* [Task brief]:
Your task is to transcribe the data in full.

* [Extracted records]:
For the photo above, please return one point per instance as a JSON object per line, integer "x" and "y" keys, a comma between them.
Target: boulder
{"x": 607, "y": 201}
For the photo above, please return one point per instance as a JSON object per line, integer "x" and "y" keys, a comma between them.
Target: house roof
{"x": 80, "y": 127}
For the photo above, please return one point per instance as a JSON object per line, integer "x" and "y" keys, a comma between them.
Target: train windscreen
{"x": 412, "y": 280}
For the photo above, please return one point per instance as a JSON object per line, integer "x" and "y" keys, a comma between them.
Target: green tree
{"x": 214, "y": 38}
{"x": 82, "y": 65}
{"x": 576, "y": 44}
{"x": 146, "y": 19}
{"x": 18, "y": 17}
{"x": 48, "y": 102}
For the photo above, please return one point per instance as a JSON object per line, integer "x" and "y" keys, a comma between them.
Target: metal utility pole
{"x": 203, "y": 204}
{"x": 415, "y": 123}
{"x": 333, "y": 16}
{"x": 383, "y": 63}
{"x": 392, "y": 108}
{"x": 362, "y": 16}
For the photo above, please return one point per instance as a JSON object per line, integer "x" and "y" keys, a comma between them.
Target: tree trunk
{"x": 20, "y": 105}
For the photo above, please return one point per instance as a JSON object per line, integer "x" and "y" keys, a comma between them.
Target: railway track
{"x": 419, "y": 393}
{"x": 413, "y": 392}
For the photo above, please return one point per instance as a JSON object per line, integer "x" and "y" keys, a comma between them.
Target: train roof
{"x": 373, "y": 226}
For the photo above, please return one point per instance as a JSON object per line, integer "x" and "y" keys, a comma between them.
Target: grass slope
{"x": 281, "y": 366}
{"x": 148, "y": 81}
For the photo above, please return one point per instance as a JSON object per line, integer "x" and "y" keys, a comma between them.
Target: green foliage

* [Task result]:
For the photo above, please return one point per instance as a JSON object per line, integer "x" and "y" keys, a comma between them.
Target: boulder
{"x": 607, "y": 201}
For the photo above, please return one point per instance as a JSON object per line, integer "x" and "y" keys, a comma between them.
Target: house roof
{"x": 80, "y": 127}
For the photo above, please return one point per instance as a JSON object per line, integer "x" and "y" keys, a comma between them.
Target: train windscreen
{"x": 412, "y": 280}
For the photo above, please return one point per instance as a JSON object per line, integer "x" and "y" keys, a comma between them.
Target: green tree
{"x": 214, "y": 38}
{"x": 82, "y": 65}
{"x": 576, "y": 44}
{"x": 146, "y": 19}
{"x": 18, "y": 17}
{"x": 48, "y": 102}
For the photo above, please return one point per instance as a JSON object per line, integer "x" and "y" keys, a comma between them.
Target: metal utility pole
{"x": 203, "y": 204}
{"x": 415, "y": 123}
{"x": 333, "y": 16}
{"x": 383, "y": 63}
{"x": 392, "y": 108}
{"x": 362, "y": 16}
For the photo above, please return one point per instance as a JSON object per line, integer "x" and "y" keys, a comma between them.
Target: tree trunk
{"x": 20, "y": 105}
For the photo above, please return one point per instance as a JSON object per line, integer "x" and "y" keys, a comma between them.
Target: railway track
{"x": 419, "y": 393}
{"x": 413, "y": 392}
For the photo above, please return one point per instance as a JSON object per line, integer "x" and "y" keys, a comma between them.
Target: train roof
{"x": 373, "y": 226}
For the photo above, please return one point per instance as a JSON object per line, integer "x" and "y" keys, a comma between them.
Target: grass slope
{"x": 281, "y": 366}
{"x": 148, "y": 81}
For the photo above, please return one point per instance as a JSON object per line, integer "x" and "y" keys, a comma between them.
Target: green foliage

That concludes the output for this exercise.